In the news excerpt about the Kurds, what did Redur Xelil call on the United States to do?

**** Reading passage

Essentially, he was delivering an ultimatum — if the United States won’t help, the Kurds will be forced to turn to someone else.

Senior Kurdish official Redur Xelil repeated the plea in a televised statement overnight, calling on the United States to close off air space to Turkish war planes.

“We don’t want them to send their soldiers to the front lives and put their lives in danger,” Mr Xelil said.

“All we want is that they close the air space to Turkish planes, and they can do this easily.”

He said Kurdish fighters were “being martyred by Turkish war planes in front of the eyes of the allies” who had “suddenly and without warning abandoned us”.

Before Mr Trump’s phone call with Mr Erdogan, the United States had worked with both Turkey and the Kurds to set up a safe zone along Syria’s northern border.

That meant convincing the Kurds to dismantle their defences and pull back.

As recently as October 4, US Defence Secretary Mark Esper was still pursuing that safe zone strategy, which was designed to deter — not enable — a Turkish invasion.

********
**** Dataset content

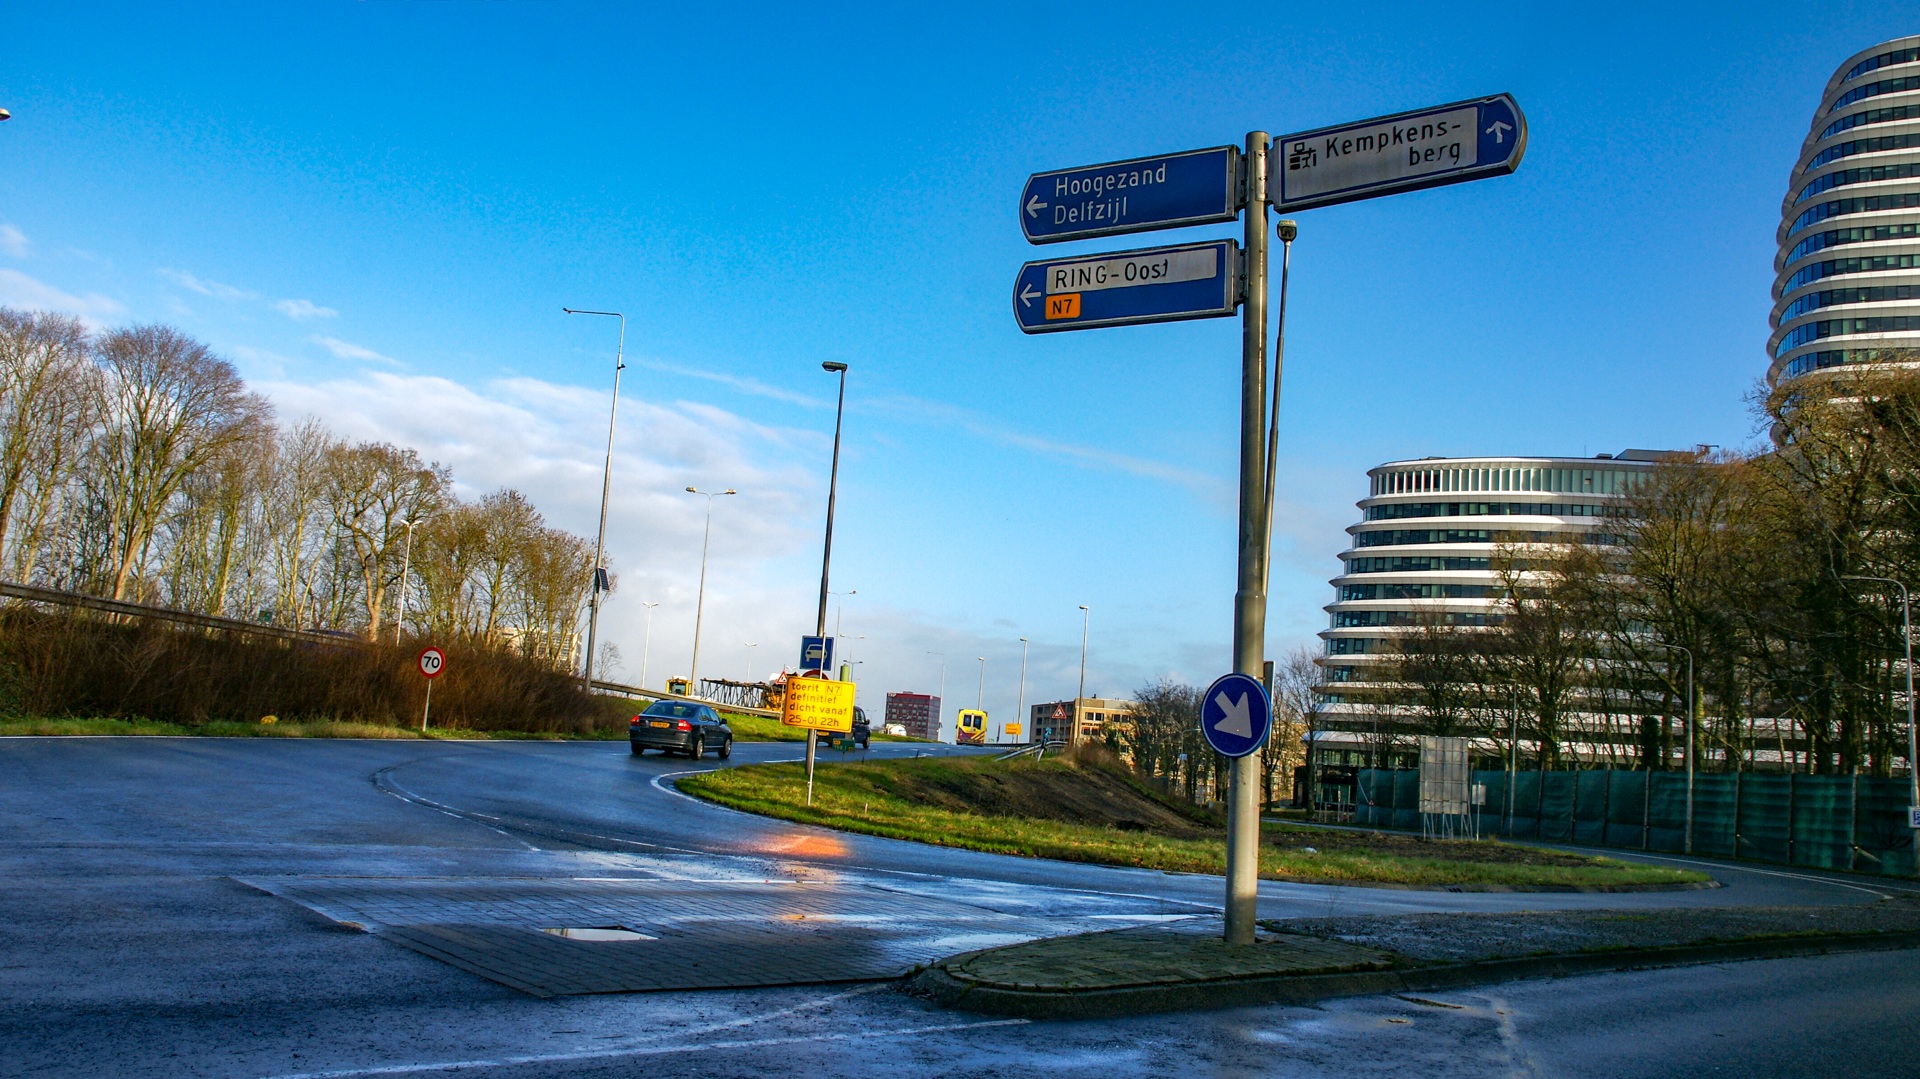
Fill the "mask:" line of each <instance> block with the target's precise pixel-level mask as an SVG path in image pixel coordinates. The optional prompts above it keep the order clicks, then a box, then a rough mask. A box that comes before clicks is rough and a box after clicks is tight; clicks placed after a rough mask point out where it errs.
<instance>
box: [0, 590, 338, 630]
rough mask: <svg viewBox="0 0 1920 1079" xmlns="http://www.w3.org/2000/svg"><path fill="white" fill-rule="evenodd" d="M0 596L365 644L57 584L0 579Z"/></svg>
mask: <svg viewBox="0 0 1920 1079" xmlns="http://www.w3.org/2000/svg"><path fill="white" fill-rule="evenodd" d="M0 595H6V597H10V599H25V601H29V603H52V605H56V607H81V609H86V611H102V612H108V614H123V616H127V618H159V620H163V622H179V624H182V626H200V628H202V630H225V632H228V634H255V635H261V637H278V639H282V641H311V643H326V645H357V643H365V641H361V637H355V635H346V634H332V632H326V630H294V628H288V626H269V624H265V622H248V620H246V618H225V616H221V614H198V612H194V611H175V609H173V607H154V605H150V603H131V601H127V599H106V597H102V595H86V593H81V591H61V589H58V587H38V586H31V584H8V582H0Z"/></svg>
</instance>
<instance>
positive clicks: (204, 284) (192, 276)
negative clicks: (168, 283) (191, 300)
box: [154, 267, 259, 303]
mask: <svg viewBox="0 0 1920 1079" xmlns="http://www.w3.org/2000/svg"><path fill="white" fill-rule="evenodd" d="M154 273H157V275H159V276H163V278H167V280H171V282H173V284H179V286H180V288H188V290H192V292H198V294H202V296H211V298H215V300H225V301H227V303H236V301H240V300H259V294H257V292H248V290H244V288H234V286H230V284H221V282H217V280H202V278H198V276H194V275H190V273H186V271H177V269H169V267H159V269H157V271H154Z"/></svg>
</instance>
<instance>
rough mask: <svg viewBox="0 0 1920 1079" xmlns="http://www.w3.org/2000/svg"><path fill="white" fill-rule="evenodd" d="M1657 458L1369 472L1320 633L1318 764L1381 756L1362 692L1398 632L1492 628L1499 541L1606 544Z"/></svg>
mask: <svg viewBox="0 0 1920 1079" xmlns="http://www.w3.org/2000/svg"><path fill="white" fill-rule="evenodd" d="M1665 457H1668V453H1667V451H1653V449H1628V451H1624V453H1620V455H1617V457H1450V459H1440V457H1428V459H1423V461H1392V463H1388V465H1380V467H1379V468H1373V470H1369V472H1367V497H1363V499H1361V501H1359V503H1357V507H1359V522H1357V524H1352V526H1348V530H1346V532H1348V536H1350V541H1348V549H1346V551H1342V553H1340V576H1336V578H1332V580H1331V582H1329V584H1332V603H1329V605H1327V628H1325V630H1321V634H1319V635H1321V641H1323V655H1321V657H1319V660H1317V662H1319V664H1321V697H1323V701H1325V710H1323V714H1321V731H1319V735H1315V747H1313V749H1315V753H1313V758H1315V766H1321V768H1329V766H1331V768H1334V770H1338V768H1342V766H1365V764H1375V762H1377V760H1375V758H1377V756H1379V755H1380V753H1382V745H1377V743H1375V739H1373V731H1375V730H1377V728H1379V724H1377V722H1375V708H1379V705H1373V703H1369V699H1371V697H1373V695H1371V693H1367V691H1369V689H1375V691H1377V689H1384V687H1386V682H1384V670H1388V668H1390V664H1392V662H1394V653H1396V643H1394V637H1400V635H1405V634H1411V632H1417V630H1419V628H1421V626H1432V624H1442V626H1496V624H1500V616H1501V609H1503V603H1505V589H1503V587H1501V574H1500V570H1498V568H1496V563H1498V561H1500V553H1501V549H1503V547H1505V549H1509V551H1511V549H1513V547H1515V545H1523V547H1524V545H1559V543H1601V545H1605V543H1611V541H1613V522H1615V520H1617V513H1615V511H1617V509H1619V505H1620V503H1622V501H1624V499H1626V495H1628V493H1632V492H1634V490H1636V488H1638V486H1640V484H1642V482H1644V478H1645V476H1647V472H1651V470H1653V467H1655V463H1657V461H1661V459H1665ZM1390 753H1398V749H1396V751H1390ZM1388 762H1390V760H1388ZM1334 797H1338V793H1334Z"/></svg>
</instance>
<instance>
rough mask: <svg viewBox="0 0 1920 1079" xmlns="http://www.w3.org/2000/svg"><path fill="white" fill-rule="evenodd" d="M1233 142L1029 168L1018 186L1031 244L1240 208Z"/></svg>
mask: <svg viewBox="0 0 1920 1079" xmlns="http://www.w3.org/2000/svg"><path fill="white" fill-rule="evenodd" d="M1238 159H1240V150H1238V148H1236V146H1215V148H1212V150H1188V152H1185V154H1162V156H1158V157H1135V159H1131V161H1112V163H1106V165H1085V167H1081V169H1056V171H1052V173H1033V175H1031V177H1027V186H1025V188H1021V192H1020V230H1021V232H1025V234H1027V242H1029V244H1058V242H1060V240H1085V238H1087V236H1114V234H1119V232H1146V230H1150V228H1183V227H1187V225H1210V223H1215V221H1233V219H1235V217H1238V215H1240V190H1238V177H1236V171H1238Z"/></svg>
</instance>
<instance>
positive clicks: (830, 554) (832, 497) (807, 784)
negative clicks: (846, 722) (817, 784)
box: [806, 359, 847, 804]
mask: <svg viewBox="0 0 1920 1079" xmlns="http://www.w3.org/2000/svg"><path fill="white" fill-rule="evenodd" d="M820 371H826V372H828V374H839V401H835V405H833V467H831V468H829V470H828V532H826V543H822V547H820V616H818V618H814V635H816V637H826V635H828V582H829V574H831V568H833V499H835V497H837V495H839V432H841V420H843V419H845V417H847V365H845V363H839V361H833V359H828V361H822V363H820ZM835 632H837V628H835ZM820 674H828V672H824V670H822V672H820ZM818 741H820V739H818V737H816V735H814V731H812V730H808V731H806V804H814V756H816V749H818V747H816V743H818Z"/></svg>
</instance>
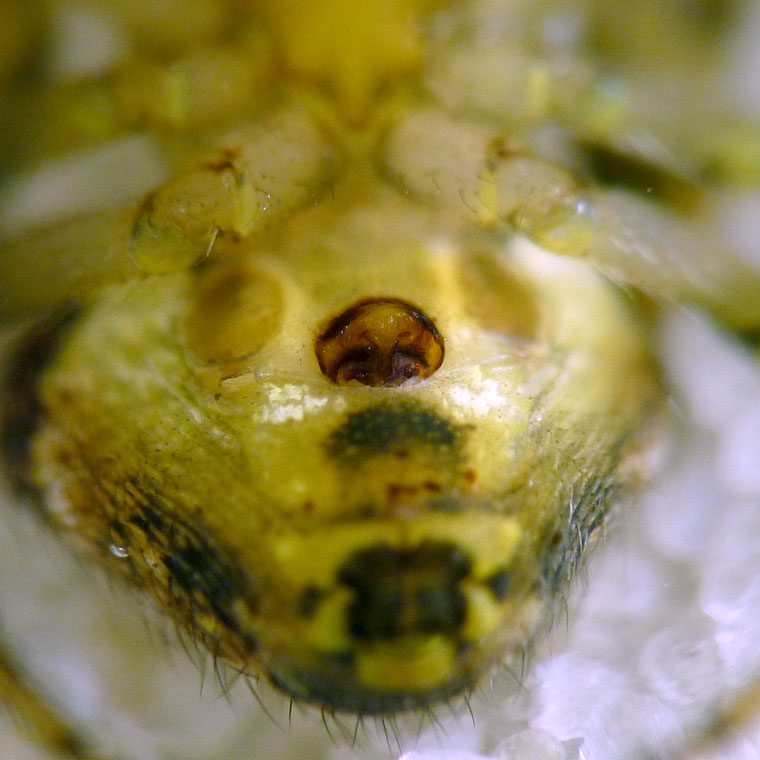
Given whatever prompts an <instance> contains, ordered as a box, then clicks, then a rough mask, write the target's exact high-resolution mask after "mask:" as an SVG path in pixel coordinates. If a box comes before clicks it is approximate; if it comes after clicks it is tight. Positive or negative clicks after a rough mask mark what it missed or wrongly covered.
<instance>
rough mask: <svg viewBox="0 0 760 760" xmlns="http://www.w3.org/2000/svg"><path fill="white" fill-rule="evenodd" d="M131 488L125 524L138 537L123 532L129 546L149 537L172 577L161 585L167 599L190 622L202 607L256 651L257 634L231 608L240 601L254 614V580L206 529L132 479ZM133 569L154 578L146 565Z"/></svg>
mask: <svg viewBox="0 0 760 760" xmlns="http://www.w3.org/2000/svg"><path fill="white" fill-rule="evenodd" d="M132 490H133V492H135V493H136V494H137V499H138V503H137V504H135V508H136V510H137V511H135V512H134V513H133V514H131V515H130V517H129V520H128V523H129V525H131V526H133V527H132V531H133V532H134V531H135V530H139V531H140V532H141V534H142V536H141V537H136V536H134V535H133V536H132V537H131V541H130V537H127V539H126V543H127V549H128V550H129V549H130V544H134V545H135V546H136V547H137V548H138V549H139V547H140V545H141V544H144V543H146V542H147V543H148V544H149V545H150V546H152V547H153V548H154V549H155V550H156V551H157V552H158V553H159V554H160V556H161V560H162V562H163V564H164V566H165V567H166V570H167V572H168V574H169V579H170V583H169V587H168V588H166V589H165V593H167V594H168V597H169V598H168V599H167V603H169V604H171V605H172V606H175V607H177V608H178V609H180V610H186V611H187V613H189V614H190V621H191V623H192V620H193V618H194V614H193V613H194V611H196V610H201V609H204V608H205V609H206V610H207V611H209V612H211V613H213V615H214V617H216V619H217V620H219V622H220V623H221V624H223V625H224V626H225V627H226V628H227V629H228V630H229V631H230V632H232V633H234V634H235V635H236V637H237V638H238V639H239V640H241V641H243V642H244V644H245V645H246V648H247V649H248V651H253V650H255V649H256V648H257V646H258V643H257V641H256V637H255V636H254V635H253V634H252V633H251V632H250V631H248V630H247V629H245V628H244V626H243V624H242V623H241V621H240V620H239V619H238V616H237V613H236V611H235V603H236V602H237V601H238V600H242V601H243V602H244V603H245V606H246V607H247V608H248V610H249V611H250V612H251V613H253V614H255V613H256V611H257V608H258V600H257V596H256V593H255V590H254V587H253V581H252V579H251V578H250V577H249V576H248V574H247V573H245V572H244V571H243V569H242V568H241V567H240V566H239V565H238V564H237V562H236V561H235V559H234V557H233V556H232V554H231V553H230V552H228V551H224V550H223V549H222V548H221V547H219V546H218V544H217V543H216V542H215V541H213V540H212V539H211V538H210V537H209V535H208V531H207V530H206V529H201V528H197V527H195V526H193V525H190V524H189V523H187V522H186V521H183V520H180V519H178V518H177V517H176V516H174V515H172V514H171V512H170V511H169V510H168V509H167V508H165V507H162V506H161V505H160V504H159V503H158V502H157V501H156V500H155V499H149V498H148V497H147V496H146V495H145V493H144V492H143V491H142V489H141V488H140V487H139V484H137V483H134V482H133V483H132ZM125 527H126V526H125ZM124 532H125V533H127V531H126V530H125V531H124ZM119 535H120V537H121V536H122V534H121V533H119ZM130 555H131V556H133V557H140V556H142V555H143V552H141V551H139V550H138V551H130ZM135 570H136V571H137V572H138V582H140V577H142V576H141V573H143V572H144V573H146V574H147V576H148V577H150V578H152V582H153V581H155V578H156V576H155V574H154V571H153V570H152V569H151V568H150V567H149V566H148V565H147V564H146V565H145V567H143V568H135ZM157 591H160V589H157ZM180 592H181V593H180Z"/></svg>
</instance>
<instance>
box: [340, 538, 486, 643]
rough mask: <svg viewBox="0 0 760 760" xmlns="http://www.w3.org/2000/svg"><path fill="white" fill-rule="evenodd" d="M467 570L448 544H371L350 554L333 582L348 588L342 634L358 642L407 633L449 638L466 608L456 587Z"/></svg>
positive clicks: (453, 550)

********

**Answer to this task:** Close off air space to Turkish war planes.